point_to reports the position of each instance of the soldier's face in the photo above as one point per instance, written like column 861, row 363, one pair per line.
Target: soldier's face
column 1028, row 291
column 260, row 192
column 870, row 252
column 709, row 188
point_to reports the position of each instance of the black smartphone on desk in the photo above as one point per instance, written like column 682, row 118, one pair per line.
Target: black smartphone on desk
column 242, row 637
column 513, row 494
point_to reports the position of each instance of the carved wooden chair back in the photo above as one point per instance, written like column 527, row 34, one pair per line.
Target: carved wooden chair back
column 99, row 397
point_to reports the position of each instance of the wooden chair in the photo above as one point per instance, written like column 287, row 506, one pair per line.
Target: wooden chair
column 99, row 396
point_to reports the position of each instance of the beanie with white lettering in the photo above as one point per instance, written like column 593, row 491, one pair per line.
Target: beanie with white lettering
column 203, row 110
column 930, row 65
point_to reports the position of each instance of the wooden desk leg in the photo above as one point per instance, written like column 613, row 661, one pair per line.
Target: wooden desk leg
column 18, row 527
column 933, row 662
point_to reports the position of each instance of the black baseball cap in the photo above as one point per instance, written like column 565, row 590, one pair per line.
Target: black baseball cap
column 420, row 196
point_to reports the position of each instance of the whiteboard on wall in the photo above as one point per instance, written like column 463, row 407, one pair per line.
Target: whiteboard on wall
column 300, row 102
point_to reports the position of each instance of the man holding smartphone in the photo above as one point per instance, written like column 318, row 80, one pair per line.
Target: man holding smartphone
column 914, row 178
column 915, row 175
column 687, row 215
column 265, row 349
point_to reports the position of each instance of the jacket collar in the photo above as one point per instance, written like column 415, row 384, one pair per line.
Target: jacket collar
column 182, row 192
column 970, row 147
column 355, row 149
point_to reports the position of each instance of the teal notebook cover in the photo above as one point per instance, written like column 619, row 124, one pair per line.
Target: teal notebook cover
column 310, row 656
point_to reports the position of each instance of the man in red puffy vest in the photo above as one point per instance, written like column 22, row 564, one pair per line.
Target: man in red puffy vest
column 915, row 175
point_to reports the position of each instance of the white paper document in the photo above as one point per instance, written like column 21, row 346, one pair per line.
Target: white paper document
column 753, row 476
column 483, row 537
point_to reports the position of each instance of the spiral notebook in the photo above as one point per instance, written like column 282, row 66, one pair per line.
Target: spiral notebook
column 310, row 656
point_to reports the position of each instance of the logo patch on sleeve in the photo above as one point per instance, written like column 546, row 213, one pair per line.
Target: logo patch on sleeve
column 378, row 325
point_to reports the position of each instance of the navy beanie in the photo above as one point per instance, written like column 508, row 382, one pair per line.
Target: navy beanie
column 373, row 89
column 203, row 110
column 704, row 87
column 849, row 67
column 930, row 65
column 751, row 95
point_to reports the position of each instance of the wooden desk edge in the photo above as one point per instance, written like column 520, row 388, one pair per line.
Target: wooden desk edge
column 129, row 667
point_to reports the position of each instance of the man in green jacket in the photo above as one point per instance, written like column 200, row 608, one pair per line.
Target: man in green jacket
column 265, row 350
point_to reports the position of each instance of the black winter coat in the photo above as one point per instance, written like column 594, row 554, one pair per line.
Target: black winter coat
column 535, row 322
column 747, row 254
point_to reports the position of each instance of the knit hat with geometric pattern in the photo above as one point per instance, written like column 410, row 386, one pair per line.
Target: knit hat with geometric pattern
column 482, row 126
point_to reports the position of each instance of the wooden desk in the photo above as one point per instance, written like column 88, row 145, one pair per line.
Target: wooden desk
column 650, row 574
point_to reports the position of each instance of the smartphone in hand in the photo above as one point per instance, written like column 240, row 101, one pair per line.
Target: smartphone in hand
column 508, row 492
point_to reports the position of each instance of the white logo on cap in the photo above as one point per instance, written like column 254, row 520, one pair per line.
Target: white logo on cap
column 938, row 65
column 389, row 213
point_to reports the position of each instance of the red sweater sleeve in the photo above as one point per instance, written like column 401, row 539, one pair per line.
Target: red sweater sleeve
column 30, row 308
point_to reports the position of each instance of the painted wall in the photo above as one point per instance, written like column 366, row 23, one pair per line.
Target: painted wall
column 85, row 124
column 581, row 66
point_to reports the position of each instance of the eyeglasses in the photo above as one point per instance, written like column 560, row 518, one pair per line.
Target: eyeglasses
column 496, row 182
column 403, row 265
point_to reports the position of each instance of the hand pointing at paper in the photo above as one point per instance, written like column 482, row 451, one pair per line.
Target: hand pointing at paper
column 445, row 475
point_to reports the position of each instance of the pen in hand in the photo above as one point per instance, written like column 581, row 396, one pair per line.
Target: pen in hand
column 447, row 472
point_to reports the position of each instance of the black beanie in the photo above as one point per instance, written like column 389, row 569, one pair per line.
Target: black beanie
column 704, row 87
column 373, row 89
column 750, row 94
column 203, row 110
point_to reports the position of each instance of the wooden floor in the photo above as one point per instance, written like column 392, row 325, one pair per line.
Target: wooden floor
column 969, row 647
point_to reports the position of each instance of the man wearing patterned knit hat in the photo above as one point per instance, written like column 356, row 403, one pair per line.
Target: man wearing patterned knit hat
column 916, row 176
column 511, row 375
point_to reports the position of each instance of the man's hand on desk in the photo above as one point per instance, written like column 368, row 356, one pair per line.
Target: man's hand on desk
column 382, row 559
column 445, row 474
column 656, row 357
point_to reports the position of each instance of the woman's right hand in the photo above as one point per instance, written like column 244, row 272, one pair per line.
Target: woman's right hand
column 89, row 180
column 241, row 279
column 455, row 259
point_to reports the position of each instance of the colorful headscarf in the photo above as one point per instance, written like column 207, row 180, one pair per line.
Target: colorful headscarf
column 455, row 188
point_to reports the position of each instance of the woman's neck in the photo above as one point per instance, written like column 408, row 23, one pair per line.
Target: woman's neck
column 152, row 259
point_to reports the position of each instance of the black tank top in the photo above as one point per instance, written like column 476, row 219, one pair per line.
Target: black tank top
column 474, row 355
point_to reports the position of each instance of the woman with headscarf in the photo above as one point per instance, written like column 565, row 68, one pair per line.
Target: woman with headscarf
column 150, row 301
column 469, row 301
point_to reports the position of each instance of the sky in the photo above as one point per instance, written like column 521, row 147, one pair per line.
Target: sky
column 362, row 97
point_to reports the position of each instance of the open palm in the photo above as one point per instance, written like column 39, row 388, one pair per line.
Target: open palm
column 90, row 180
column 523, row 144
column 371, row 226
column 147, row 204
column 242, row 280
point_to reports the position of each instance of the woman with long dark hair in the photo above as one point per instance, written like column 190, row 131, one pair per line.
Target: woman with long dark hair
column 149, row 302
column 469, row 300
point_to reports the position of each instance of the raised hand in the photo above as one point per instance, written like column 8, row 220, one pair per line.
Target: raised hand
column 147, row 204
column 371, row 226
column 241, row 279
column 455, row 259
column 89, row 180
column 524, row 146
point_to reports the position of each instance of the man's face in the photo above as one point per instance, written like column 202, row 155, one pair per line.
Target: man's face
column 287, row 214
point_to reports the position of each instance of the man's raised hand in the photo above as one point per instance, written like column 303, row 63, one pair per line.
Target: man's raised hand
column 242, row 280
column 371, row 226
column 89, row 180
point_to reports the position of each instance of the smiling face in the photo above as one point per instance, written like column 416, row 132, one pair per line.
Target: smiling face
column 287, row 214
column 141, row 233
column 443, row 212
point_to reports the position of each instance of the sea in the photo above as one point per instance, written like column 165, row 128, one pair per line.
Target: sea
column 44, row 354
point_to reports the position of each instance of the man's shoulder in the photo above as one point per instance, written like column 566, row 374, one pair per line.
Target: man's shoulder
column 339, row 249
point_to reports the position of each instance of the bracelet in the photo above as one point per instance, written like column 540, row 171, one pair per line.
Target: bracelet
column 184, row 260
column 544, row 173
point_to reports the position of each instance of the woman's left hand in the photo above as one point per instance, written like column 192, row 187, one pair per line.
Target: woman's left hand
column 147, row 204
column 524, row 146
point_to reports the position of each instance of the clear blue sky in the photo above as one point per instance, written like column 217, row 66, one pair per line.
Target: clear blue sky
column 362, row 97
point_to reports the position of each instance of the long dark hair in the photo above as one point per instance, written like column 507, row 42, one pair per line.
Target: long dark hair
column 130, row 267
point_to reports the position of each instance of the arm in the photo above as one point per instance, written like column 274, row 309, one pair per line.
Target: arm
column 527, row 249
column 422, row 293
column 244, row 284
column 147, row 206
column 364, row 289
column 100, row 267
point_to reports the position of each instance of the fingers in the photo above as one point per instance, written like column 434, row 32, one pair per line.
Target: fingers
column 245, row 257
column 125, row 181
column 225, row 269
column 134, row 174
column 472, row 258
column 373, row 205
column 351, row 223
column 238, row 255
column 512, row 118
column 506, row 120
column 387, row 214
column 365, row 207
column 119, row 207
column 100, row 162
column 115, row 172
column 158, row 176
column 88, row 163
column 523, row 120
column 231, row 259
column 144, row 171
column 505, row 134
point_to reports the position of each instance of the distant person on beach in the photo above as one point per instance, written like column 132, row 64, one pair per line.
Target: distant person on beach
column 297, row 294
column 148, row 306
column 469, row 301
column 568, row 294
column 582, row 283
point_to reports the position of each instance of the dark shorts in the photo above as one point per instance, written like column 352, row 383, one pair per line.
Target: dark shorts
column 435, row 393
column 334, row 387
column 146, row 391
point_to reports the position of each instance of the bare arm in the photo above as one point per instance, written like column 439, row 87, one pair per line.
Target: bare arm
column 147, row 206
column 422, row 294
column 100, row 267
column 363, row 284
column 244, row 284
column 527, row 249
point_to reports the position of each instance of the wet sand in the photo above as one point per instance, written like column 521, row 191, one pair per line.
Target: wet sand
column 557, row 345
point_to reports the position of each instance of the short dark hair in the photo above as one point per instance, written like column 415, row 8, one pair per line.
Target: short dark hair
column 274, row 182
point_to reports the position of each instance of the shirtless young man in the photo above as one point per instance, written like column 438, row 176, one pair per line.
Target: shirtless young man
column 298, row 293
++++++++++++++++++++
* Required work *
Repeat the entries above verbatim, but only from the line that has "403, one pair per line." down to the line that has "point_to reports the position of each instance of the man's hand", inclusive.

* Exercise result *
point_to reports the position of each instance of the man wearing patterned knit hat in the photo above as one point per instance, written like column 356, row 403, one pair per line.
Target: man wearing patterned knit hat
column 916, row 176
column 511, row 375
point_to reports the position of each instance of the man's hand on desk in the photo above as one point per instance, written like column 368, row 356, one pair per line.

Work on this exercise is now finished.